• _WHAT YOU HAVE TO DO_
From the entries below, return only the lines starting at the one that contains "TARGET = shadow on road" and ending at the one that contains "TARGET = group of celebrating players", exactly as they stand.

○ ○ ○ ○

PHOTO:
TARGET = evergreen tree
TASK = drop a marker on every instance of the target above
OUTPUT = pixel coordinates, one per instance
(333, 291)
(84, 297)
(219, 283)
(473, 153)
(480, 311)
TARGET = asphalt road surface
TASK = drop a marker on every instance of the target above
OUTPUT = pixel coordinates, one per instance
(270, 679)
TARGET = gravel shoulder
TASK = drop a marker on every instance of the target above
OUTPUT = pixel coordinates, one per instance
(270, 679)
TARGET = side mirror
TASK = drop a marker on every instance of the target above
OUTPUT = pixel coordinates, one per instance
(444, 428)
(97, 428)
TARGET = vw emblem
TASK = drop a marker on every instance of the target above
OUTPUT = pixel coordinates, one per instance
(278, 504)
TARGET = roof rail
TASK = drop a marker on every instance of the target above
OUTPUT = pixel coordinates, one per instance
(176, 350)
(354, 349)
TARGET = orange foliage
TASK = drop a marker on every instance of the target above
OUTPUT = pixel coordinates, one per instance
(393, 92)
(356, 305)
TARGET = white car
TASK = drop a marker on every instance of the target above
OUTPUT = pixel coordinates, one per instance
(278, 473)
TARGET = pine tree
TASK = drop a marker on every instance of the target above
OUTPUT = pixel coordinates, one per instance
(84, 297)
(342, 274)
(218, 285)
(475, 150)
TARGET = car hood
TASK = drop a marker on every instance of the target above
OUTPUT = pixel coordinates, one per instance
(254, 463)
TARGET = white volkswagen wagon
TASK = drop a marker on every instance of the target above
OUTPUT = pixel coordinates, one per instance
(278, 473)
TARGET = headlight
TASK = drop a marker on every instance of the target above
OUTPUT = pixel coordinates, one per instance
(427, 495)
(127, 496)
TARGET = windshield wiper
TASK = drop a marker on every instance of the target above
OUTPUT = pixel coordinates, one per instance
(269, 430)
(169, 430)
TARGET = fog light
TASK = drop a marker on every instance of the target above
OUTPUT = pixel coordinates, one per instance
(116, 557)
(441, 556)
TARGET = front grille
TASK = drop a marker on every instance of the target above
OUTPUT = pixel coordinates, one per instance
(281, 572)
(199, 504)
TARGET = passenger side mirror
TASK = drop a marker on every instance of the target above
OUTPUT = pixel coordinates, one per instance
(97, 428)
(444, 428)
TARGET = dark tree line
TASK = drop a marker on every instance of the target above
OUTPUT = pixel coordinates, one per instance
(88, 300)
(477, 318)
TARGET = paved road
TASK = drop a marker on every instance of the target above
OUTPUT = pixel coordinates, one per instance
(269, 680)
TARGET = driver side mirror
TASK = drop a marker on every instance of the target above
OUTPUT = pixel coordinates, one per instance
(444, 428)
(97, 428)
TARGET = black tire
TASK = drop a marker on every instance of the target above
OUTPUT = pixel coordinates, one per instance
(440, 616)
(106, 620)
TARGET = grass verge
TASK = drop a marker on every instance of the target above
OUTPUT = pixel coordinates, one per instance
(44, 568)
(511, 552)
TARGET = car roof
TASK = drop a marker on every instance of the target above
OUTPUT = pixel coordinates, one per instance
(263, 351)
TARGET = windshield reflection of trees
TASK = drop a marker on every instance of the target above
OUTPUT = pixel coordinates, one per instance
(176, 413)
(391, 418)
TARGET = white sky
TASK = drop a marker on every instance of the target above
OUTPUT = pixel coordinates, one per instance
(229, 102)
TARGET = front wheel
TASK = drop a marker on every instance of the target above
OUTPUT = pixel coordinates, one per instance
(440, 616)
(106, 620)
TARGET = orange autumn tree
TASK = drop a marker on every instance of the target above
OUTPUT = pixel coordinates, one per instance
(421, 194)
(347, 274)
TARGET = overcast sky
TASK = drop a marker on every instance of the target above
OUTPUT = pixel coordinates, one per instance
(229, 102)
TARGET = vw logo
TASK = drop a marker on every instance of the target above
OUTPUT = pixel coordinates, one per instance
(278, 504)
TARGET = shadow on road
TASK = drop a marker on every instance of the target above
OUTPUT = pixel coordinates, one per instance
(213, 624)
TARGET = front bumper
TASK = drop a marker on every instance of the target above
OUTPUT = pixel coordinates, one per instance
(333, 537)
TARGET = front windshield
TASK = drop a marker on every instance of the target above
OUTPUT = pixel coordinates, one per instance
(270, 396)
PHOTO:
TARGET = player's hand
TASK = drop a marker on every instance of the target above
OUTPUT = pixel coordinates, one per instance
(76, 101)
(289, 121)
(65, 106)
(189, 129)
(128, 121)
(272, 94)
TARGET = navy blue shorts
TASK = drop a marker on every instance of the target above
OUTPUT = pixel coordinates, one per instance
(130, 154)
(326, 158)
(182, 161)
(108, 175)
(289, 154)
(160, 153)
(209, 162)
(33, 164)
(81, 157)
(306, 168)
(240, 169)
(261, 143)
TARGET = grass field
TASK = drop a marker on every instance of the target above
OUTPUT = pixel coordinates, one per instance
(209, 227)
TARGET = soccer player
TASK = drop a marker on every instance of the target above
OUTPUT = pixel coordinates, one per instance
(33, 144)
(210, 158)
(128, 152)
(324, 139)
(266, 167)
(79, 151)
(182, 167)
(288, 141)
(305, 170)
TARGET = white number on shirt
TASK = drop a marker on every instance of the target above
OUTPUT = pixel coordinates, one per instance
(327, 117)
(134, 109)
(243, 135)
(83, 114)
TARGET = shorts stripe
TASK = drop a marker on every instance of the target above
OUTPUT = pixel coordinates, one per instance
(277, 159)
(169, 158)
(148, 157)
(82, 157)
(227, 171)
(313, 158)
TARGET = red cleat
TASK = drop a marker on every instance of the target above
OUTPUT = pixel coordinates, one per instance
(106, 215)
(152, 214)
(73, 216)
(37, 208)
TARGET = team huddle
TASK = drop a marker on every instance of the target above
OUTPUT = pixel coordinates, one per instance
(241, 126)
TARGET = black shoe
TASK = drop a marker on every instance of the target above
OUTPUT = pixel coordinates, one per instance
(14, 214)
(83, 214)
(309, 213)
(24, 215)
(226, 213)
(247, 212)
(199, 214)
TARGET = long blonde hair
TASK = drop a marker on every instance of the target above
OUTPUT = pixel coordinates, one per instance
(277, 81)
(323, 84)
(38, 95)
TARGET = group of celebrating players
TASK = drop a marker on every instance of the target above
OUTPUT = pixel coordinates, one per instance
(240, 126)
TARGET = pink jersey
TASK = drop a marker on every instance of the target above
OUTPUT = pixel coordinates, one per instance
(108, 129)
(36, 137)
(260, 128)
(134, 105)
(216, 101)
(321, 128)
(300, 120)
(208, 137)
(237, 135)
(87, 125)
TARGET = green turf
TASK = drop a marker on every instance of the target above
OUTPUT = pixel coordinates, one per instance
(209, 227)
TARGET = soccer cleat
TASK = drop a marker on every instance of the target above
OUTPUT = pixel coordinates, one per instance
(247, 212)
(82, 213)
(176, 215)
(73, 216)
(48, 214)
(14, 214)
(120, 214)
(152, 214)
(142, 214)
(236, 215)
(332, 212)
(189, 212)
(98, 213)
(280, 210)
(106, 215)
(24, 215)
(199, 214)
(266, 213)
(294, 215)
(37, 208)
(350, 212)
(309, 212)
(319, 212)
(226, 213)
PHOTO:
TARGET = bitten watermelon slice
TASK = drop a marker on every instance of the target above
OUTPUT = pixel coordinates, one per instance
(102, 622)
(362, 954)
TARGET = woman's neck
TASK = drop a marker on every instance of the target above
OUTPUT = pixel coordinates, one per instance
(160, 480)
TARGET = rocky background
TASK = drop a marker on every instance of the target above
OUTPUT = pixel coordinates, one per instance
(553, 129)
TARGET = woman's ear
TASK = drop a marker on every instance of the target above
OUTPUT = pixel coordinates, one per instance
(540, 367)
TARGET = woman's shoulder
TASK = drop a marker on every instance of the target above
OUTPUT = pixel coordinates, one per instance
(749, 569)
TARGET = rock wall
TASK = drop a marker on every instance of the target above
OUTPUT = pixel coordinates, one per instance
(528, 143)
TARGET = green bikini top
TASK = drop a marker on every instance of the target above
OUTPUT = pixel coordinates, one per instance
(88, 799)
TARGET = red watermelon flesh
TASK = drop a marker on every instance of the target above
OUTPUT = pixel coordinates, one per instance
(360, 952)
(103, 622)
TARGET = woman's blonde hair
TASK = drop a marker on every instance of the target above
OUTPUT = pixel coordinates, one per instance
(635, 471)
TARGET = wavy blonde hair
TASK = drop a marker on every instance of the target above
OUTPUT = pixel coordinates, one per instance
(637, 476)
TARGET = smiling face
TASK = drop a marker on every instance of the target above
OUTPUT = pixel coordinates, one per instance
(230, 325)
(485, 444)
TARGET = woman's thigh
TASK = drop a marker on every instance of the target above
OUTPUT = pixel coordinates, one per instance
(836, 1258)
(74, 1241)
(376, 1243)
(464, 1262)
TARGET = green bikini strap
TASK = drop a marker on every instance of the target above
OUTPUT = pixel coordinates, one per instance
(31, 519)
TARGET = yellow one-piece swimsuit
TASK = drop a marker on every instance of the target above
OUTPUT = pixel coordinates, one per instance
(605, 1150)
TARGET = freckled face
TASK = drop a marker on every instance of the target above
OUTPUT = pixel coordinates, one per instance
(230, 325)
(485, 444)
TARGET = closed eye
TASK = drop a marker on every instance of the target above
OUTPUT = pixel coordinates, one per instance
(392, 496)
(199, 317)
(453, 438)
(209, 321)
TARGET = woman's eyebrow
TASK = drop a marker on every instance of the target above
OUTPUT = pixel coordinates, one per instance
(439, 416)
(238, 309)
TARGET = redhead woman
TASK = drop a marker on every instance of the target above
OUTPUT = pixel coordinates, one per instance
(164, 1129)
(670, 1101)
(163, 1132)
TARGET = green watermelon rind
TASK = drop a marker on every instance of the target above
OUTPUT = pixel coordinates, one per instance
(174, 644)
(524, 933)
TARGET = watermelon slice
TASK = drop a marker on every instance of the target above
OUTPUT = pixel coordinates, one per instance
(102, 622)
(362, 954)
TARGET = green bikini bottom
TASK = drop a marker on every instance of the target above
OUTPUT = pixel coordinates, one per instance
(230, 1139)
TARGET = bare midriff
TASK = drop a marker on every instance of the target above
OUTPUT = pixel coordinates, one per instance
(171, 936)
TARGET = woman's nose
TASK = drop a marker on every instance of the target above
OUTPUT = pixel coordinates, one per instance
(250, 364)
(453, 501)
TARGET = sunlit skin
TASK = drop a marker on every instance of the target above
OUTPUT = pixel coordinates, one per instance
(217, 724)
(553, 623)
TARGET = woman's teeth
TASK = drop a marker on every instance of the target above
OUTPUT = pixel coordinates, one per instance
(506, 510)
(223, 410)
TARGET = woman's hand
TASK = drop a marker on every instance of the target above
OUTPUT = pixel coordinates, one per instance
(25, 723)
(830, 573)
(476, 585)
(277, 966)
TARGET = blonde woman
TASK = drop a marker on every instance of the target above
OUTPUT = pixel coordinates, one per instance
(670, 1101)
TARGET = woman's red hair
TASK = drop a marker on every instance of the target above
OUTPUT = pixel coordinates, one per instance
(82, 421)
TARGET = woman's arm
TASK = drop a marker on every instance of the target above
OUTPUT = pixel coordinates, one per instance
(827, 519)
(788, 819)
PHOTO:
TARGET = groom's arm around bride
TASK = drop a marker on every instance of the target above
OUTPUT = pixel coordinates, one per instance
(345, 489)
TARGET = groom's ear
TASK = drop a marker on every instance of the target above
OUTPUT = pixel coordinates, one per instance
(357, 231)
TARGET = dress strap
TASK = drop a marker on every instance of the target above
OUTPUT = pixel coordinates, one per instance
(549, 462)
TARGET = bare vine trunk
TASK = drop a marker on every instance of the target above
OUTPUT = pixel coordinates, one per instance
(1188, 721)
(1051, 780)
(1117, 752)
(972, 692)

○ ○ ○ ○

• _FINISHED TASK_
TARGET = shadow on road
TASK = drop a marker on every instance of the target above
OUTPUT = pixel coordinates, one per instance
(213, 624)
TARGET = front bumper
TASK = drop a marker on every instance of the target above
OUTPUT = pixel coordinates, one per instance
(333, 537)
TARGET = front windshield
TASK = drop a marker on every instance of the target above
OUTPUT = pixel coordinates, one per instance
(270, 396)
PHOTO:
TARGET = player's hand
TASK = drop a marker on every instance of the target above
OUTPUT = pixel coordinates, one per instance
(76, 101)
(289, 121)
(65, 106)
(189, 129)
(128, 121)
(272, 94)
TARGET = navy blue shorts
TASK = drop a marker on every instance of the target above
OUTPUT = pixel coordinates, one per instance
(130, 154)
(326, 158)
(182, 161)
(108, 175)
(289, 154)
(160, 153)
(209, 162)
(33, 164)
(81, 157)
(306, 168)
(240, 169)
(261, 143)
TARGET = grass field
TASK = drop a marker on every instance of the target above
OUTPUT = pixel coordinates, one per instance
(209, 227)
TARGET = soccer player
TASK = drop a marker on every instance of the target above
OUTPUT = pixel coordinates, one per instance
(33, 144)
(210, 158)
(128, 152)
(324, 139)
(266, 167)
(79, 151)
(182, 167)
(288, 141)
(305, 170)
TARGET = white number on shirt
TASK = drop a marker on every instance of the target above
OUTPUT = pixel coordinates, one per instance
(327, 117)
(134, 109)
(243, 135)
(83, 114)
TARGET = shorts stripe
TASK = drop a marker on every instance of the target above
OUTPUT = pixel coordinates, one per instance
(277, 159)
(169, 158)
(148, 157)
(82, 157)
(227, 171)
(313, 158)
TARGET = red cleat
TASK = drop a marker on every instance of the target above
OUTPUT = pixel coordinates, one per instance
(106, 215)
(152, 214)
(73, 216)
(37, 208)
TARGET = team huddle
TASK = drop a marker on every instance of the target above
OUTPUT = pixel coordinates, one per instance
(241, 126)
TARGET = black shoe
TASK = drop a marker on every instance of the target above
OUTPUT = pixel coordinates, one per instance
(14, 214)
(83, 214)
(309, 213)
(24, 215)
(226, 213)
(247, 212)
(199, 214)
TARGET = long blonde hair
TASK = drop a marker on every instance of the target above
OUTPUT = pixel coordinates, one per instance
(277, 81)
(323, 84)
(38, 95)
TARGET = group of celebrating players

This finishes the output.